--- Start ---

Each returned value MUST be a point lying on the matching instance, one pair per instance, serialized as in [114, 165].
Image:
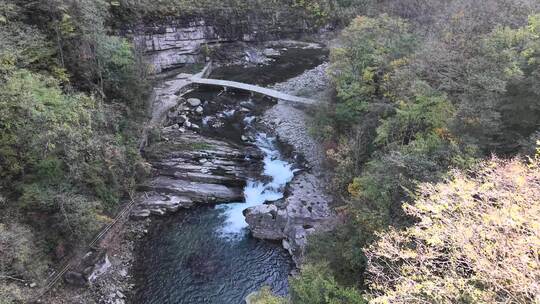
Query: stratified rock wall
[172, 43]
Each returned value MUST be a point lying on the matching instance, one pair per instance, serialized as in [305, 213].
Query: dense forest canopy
[426, 92]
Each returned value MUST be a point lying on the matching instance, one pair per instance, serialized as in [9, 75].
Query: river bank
[113, 276]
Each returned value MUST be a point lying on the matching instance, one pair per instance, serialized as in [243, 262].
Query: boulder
[265, 222]
[194, 102]
[271, 52]
[75, 278]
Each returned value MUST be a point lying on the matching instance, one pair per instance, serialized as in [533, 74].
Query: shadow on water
[189, 260]
[206, 255]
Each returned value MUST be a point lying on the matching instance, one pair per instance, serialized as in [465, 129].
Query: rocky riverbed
[205, 155]
[306, 207]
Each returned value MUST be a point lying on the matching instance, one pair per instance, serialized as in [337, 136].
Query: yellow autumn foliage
[477, 241]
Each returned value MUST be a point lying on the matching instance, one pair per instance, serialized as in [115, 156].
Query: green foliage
[37, 121]
[441, 259]
[20, 256]
[415, 99]
[316, 286]
[71, 101]
[369, 49]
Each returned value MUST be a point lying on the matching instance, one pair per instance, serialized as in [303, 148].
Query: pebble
[194, 102]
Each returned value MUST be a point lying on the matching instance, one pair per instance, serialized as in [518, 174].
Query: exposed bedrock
[190, 168]
[173, 43]
[306, 208]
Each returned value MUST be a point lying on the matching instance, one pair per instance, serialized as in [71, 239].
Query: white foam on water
[257, 192]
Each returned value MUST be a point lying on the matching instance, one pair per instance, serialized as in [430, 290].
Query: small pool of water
[206, 255]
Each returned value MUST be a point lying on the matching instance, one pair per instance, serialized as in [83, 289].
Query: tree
[475, 240]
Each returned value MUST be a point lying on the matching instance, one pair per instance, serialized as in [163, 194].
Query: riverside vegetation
[432, 134]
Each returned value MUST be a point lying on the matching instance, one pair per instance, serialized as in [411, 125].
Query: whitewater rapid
[278, 173]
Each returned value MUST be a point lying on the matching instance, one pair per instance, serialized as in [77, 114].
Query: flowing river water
[206, 254]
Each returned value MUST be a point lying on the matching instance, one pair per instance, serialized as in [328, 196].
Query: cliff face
[172, 43]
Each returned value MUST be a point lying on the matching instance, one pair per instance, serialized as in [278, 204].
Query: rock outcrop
[191, 169]
[304, 211]
[306, 208]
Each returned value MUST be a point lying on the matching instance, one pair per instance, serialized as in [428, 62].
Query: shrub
[476, 240]
[315, 285]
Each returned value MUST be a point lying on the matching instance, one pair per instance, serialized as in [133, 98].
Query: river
[206, 254]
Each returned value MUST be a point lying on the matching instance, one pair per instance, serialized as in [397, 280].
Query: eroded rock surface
[306, 208]
[191, 169]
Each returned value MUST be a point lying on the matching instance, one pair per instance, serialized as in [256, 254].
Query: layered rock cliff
[173, 43]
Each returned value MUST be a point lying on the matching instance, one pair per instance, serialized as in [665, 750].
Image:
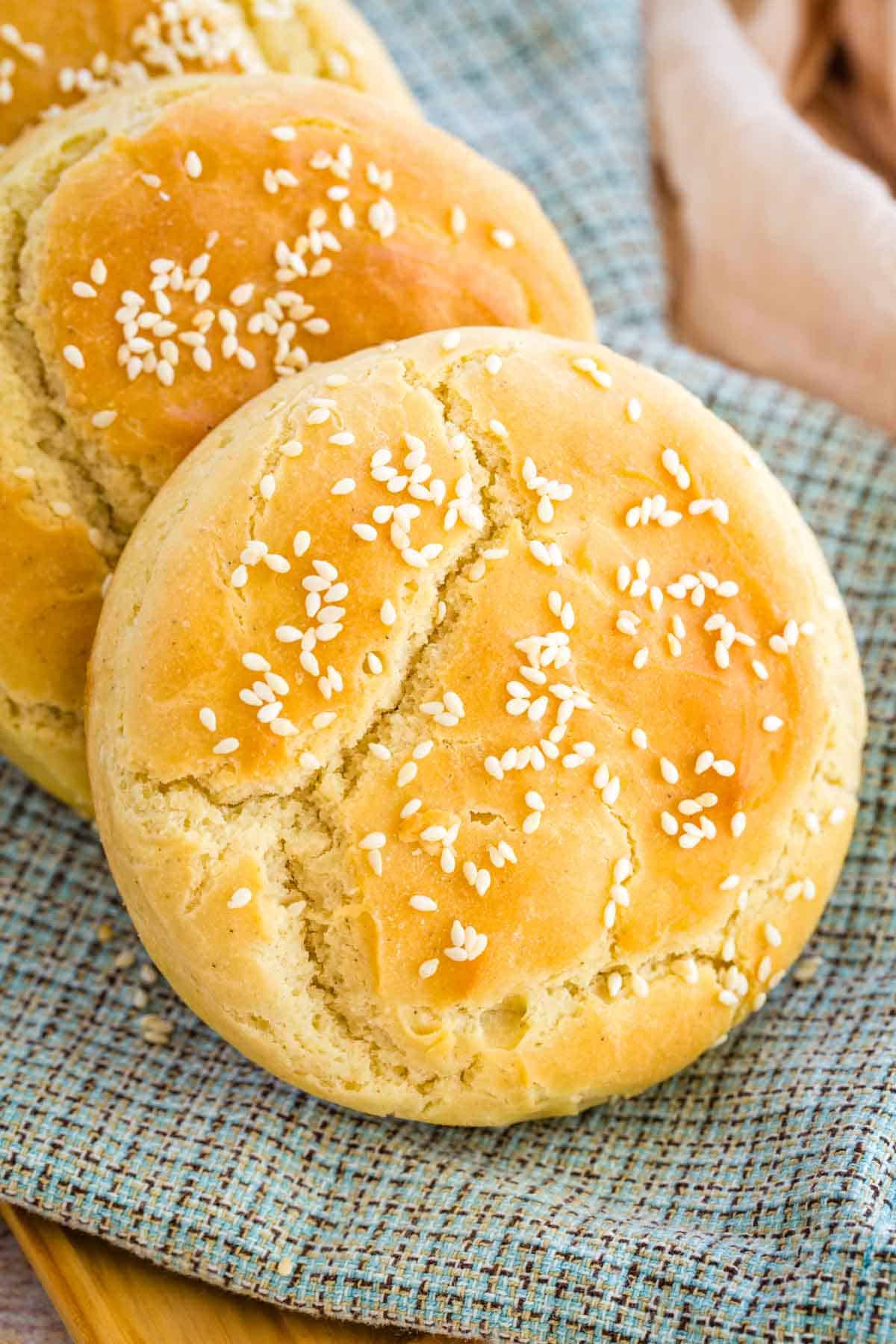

--- End ---

- **What is asked**
Rewrite all of the data above with every "Query" replaced by "Label" and nothing else changed. Leave the pictures out.

- **Expected answer**
Each returned value MUST be a point lying on the matching instance, one pair per instance, serialized as in [114, 165].
Image:
Label: stratified rock wall
[172, 43]
Each returned value MUST be a point lying on the matching instance, one pair per instance, serialized as in [305, 213].
Label: dense forest canopy
[426, 92]
Each returned value MUST be a point lying on the matching instance, one pair per instance, serialized as in [9, 75].
Label: river bank
[113, 276]
Each returned value MUST be a point lying on the matching instance, one pair per instance, serialized as in [243, 262].
Label: boulder
[265, 222]
[194, 102]
[271, 52]
[75, 278]
Each returned value MUST be a point lying on the matching instance, one pair per instance, serialized as in [533, 74].
Label: shadow on water
[189, 260]
[206, 255]
Each returned value MUST be a point lying on the matching instance, one pair per instance, serialized as in [465, 129].
Label: rocky riverbed
[205, 155]
[306, 207]
Each returned value MUST be a point lying on the matching instance, one pair per instance, serialized as in [337, 136].
Label: yellow autumn foliage
[477, 241]
Each returned value MUST be a point lying on the matching instance, one pair per instance, serialized as in [115, 156].
Label: green foliage
[37, 121]
[441, 259]
[20, 256]
[415, 99]
[316, 286]
[71, 101]
[369, 49]
Each returned value MUST be a point lying on the matching instance, one pair per instance, serialized as in [303, 148].
Label: pebble
[194, 102]
Each returned value MUST be a point lying on the matching instance, one pair per instance, serialized as in [518, 174].
Label: exposed bedrock
[190, 168]
[173, 43]
[306, 208]
Each returned value MUST be a point lying on the matching instance, one pair per instance, serialized as in [71, 239].
Label: white foam on water
[257, 192]
Each returned value MUST be a point lying on the matching instance, one pair per instance, serialized as in [430, 290].
Label: small pool of water
[206, 255]
Each returned value MUST be a point lying on the matching instance, one pair per instance, serialized as in [83, 289].
Label: tree
[475, 240]
Each returned value MUST be a point lying on the matching instance, one pair per instance, serialized as in [163, 194].
Label: riverside vegetation
[432, 134]
Each returned value MUST be a point lying on the matching instance, one pair per instance, serialized as in [411, 125].
Label: whitewater rapid
[278, 173]
Each returned value MUST be a point lying on the matching instance, one pair per instance, serialized as in [77, 114].
Label: flowing river water
[206, 254]
Each returned value MUST be a point lying on the matching instance, one pair per instance, serialized as in [328, 196].
Label: cliff face
[172, 43]
Each returned value MUST be a point lying on the matching instance, one pair per instance, serialized as in [278, 204].
Label: rock outcrop
[191, 169]
[304, 211]
[306, 208]
Each returned value MUST be a point lying on the matching instance, one pair per instance, serialized as in [428, 62].
Label: shrub
[476, 240]
[315, 285]
Each returned value MUST be a point lying on the matching instance, one pair per instance, serialized as in [133, 98].
Label: river
[206, 254]
Each returned value MUST be a point lying on the matching instance, one pair per instance, serialized as in [397, 280].
Label: eroded rock surface
[306, 208]
[191, 169]
Each returned value MUST be a point lying on the matching instance, one pair per instance, serialized as in [256, 254].
Label: layered rock cliff
[173, 43]
Each returned value MUST be a point lying on the matching instance, one pair per instance, serialized as in [665, 750].
Image:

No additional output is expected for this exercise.